■ YOUR INSTRUCTIONS: Copy the stretch of the listing from the line that contains "Is any plastic" through the line that contains "0, 0, 103, 165", both of those lines included, character for character.
..........
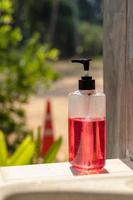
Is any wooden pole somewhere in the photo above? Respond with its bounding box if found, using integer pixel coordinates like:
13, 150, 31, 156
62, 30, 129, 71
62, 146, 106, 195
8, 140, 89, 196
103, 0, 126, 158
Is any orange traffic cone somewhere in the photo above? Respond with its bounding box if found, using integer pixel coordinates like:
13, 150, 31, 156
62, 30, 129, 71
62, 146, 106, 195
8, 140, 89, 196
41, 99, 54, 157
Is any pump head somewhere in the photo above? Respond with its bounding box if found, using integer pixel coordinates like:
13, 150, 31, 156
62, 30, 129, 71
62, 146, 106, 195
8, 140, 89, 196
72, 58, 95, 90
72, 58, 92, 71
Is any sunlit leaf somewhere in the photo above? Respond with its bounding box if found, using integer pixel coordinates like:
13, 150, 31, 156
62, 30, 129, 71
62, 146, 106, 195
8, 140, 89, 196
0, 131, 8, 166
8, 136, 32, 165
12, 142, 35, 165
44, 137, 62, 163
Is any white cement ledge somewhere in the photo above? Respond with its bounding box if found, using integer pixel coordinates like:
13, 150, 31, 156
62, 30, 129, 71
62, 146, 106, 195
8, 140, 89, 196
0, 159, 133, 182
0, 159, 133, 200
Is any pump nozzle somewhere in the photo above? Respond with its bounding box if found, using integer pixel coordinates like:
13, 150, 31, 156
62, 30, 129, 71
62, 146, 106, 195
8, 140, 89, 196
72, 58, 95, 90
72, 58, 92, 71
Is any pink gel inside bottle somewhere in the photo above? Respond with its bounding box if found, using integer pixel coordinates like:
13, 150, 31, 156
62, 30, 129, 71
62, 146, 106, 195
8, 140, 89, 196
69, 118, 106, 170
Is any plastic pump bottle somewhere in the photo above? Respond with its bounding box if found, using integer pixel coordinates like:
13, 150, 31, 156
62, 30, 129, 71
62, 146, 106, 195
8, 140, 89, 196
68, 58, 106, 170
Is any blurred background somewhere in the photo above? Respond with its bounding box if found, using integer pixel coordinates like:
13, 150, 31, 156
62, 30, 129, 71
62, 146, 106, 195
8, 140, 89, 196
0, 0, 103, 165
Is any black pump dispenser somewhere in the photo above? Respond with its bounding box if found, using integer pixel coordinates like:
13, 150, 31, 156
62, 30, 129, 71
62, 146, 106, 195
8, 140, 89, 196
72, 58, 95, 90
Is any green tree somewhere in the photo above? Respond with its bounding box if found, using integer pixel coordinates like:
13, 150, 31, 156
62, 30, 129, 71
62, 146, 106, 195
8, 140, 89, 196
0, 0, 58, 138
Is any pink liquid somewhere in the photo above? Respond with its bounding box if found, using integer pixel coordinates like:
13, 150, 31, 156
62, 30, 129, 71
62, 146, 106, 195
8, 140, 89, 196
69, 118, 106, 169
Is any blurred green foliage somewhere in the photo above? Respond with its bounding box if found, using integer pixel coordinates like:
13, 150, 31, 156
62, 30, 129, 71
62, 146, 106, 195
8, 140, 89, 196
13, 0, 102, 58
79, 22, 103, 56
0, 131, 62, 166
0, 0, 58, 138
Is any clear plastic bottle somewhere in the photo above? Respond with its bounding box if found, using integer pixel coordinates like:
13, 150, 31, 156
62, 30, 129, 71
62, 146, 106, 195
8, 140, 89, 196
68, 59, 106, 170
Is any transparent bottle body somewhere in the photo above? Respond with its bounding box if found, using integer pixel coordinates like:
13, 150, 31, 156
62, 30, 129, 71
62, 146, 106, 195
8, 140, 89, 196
..........
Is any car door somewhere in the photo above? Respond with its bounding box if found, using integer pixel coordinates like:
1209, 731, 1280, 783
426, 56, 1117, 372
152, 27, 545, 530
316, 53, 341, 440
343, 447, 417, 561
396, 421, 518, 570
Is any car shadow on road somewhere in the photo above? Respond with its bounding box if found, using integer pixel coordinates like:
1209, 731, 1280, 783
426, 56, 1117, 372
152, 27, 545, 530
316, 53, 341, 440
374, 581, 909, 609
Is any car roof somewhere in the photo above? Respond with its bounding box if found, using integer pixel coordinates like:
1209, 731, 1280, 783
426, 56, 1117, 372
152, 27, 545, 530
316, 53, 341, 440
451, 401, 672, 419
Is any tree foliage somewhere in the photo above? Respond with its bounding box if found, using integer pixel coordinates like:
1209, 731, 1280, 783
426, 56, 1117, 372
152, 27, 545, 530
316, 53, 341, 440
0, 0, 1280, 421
..........
■ RESULT:
Is any plastic pump bottle somewhere in the photo above? Respond with its bounding box if found, using integer pixel coordinates like:
13, 150, 31, 156
62, 30, 129, 71
62, 146, 106, 195
8, 140, 89, 196
68, 58, 106, 170
Is any blurred background somewhere in the photo above? Respond with its bounding box if found, using integer pixel coordinates like:
13, 150, 31, 156
62, 30, 129, 71
62, 146, 106, 195
8, 140, 89, 196
0, 0, 103, 165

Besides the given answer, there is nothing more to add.